* **Excerpted records**:

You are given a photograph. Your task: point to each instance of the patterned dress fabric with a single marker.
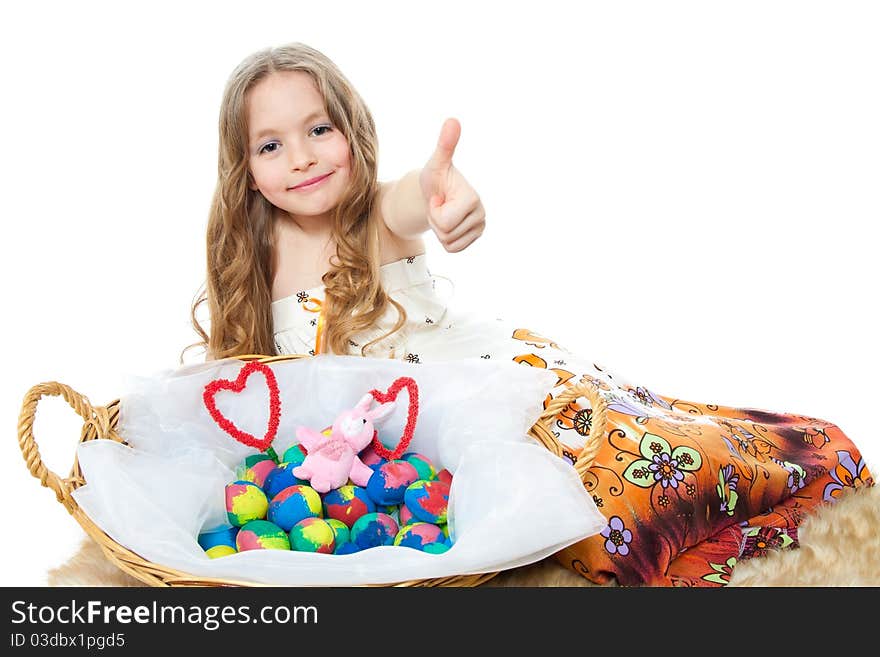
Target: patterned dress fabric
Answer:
(688, 488)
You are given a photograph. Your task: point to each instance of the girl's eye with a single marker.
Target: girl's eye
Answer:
(273, 143)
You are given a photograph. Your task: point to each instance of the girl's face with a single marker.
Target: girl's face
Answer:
(292, 141)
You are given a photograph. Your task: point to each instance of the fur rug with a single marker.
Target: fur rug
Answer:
(839, 546)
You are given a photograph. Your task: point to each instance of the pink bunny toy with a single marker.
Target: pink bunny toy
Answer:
(333, 460)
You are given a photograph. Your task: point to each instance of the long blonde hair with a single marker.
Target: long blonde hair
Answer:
(241, 222)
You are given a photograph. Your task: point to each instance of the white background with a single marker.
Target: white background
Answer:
(686, 192)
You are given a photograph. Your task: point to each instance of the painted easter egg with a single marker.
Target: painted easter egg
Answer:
(346, 548)
(445, 475)
(348, 503)
(261, 535)
(280, 478)
(374, 529)
(392, 510)
(312, 535)
(370, 458)
(389, 481)
(255, 468)
(341, 533)
(428, 500)
(422, 464)
(418, 535)
(292, 505)
(217, 551)
(222, 535)
(295, 454)
(245, 501)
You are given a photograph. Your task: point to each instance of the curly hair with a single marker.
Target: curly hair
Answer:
(241, 222)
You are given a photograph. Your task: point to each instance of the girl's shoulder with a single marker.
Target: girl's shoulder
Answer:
(392, 247)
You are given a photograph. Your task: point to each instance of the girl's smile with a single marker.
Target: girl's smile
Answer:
(299, 160)
(311, 184)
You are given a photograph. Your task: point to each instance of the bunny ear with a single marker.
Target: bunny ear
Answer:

* **Your goal**: In the entries above, the lines from the one bearing "face with a single marker." up to and including the one bearing "shoulder with a single marker." should be transcribed exactly; no other line is wanted.

* **Answer area**:
You are given a photograph. Your task: point to each instance of the girl's face with a single marker.
Target: girl's face
Answer:
(292, 141)
You are given a photograph. Your task: point to each instance of the fur rug with a single marker.
Target: fur rug
Answer:
(839, 546)
You are given a photograph. Your task: point to each instance of the pink bunny toy with a single marker.
Target: pink bunny toy
Answer:
(333, 460)
You are given a photograph. Your task: point to each instance of the long blonde hair with a single marker.
Target: long blonde hair
Answer:
(241, 222)
You are given a photograph. Your task: point to each instance of the white background with a single marker.
Target: white background
Answer:
(686, 192)
You are given a photograph. Your task: point to each instance of the painted easter egg with a single marker.
Target: painted easter egg
Answer:
(346, 548)
(445, 475)
(348, 503)
(261, 535)
(280, 478)
(374, 529)
(392, 510)
(312, 535)
(370, 458)
(389, 481)
(255, 468)
(341, 533)
(428, 500)
(422, 464)
(418, 535)
(292, 505)
(217, 551)
(222, 535)
(295, 454)
(245, 501)
You are given a photograph. Your task: point to each instance of the curly hair with a single marker.
Target: curly hair
Answer:
(241, 222)
You are given a photograph. Your task: point to each instance of the girl's shoulder with a single marker.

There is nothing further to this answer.